Text passage.
Fleet News

EU fails to meet Kyoto gas emissions targets

THE European Union (EU) is failing to meet Kyoto Protocol guidelines for emissions, with greenhouse gases climbing for the second year running.

The latest figures from the European Environment Agency (EEA) have indicated that 10 out of 15 European member states are set to miss targets for emission levels. Overall emissions are up 1% on last year's figures and despite the majority of gases being down to an increase in European heating, transport accredited to a 1.3% increase.

An increase in transport volumes, in particular road transport, has led to the rise, according to the agency.

As part of the Kyoto Protocol, the EU is striving to reduce emissions by 2012 at the latest. To reach the set target, they need to be 8% lower than levels recorded in 1990. Within the EU, Ireland, Spain and Portugal are furthest away from meeting the guidelines, despite Spain noting a decrease in emissions last year.

Prompt A.
Translate this sentence from the article on EU emissions targets into Spanish: "An increase in transport volumes, in particular road transport, has led to the rise, according to the agency."
Prompt B.
In the article on EU emissions targets, how far below 1990 levels do EU emissions need to fall to reach the set target?

Record set.
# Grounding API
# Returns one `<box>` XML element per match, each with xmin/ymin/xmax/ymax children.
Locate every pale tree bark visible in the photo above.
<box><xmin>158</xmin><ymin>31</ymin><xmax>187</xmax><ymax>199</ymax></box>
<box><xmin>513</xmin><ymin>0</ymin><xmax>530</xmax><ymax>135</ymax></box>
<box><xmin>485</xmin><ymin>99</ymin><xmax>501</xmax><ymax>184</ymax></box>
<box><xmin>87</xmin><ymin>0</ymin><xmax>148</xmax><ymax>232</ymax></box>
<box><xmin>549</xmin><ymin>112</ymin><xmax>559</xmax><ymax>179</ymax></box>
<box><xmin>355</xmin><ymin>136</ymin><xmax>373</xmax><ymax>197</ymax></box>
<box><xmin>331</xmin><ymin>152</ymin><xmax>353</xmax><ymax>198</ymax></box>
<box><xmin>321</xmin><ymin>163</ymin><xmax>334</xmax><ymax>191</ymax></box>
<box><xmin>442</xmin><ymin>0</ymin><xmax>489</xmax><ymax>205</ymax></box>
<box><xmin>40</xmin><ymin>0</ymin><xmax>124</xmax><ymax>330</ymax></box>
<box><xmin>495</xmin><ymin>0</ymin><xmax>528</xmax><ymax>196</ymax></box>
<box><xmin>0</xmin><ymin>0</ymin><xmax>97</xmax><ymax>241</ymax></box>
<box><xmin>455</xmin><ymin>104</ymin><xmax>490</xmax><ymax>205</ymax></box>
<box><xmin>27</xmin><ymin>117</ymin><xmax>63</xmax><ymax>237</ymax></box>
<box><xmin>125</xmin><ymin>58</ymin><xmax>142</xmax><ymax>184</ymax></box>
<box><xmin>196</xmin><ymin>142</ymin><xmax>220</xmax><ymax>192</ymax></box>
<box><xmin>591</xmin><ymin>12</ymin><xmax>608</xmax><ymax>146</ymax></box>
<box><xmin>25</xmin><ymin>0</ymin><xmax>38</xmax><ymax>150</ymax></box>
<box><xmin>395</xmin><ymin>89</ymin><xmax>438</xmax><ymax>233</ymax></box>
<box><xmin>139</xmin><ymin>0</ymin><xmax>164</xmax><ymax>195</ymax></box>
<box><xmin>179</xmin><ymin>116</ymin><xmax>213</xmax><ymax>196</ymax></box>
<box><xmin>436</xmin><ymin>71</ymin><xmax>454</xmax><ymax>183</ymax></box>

Correct result A.
Un aumento en los volúmenes de transporte, en particular del transporte por carretera, ha provocado el incremento, según la agencia.

Correct result B.
They need to be 8% lower than 1990 levels.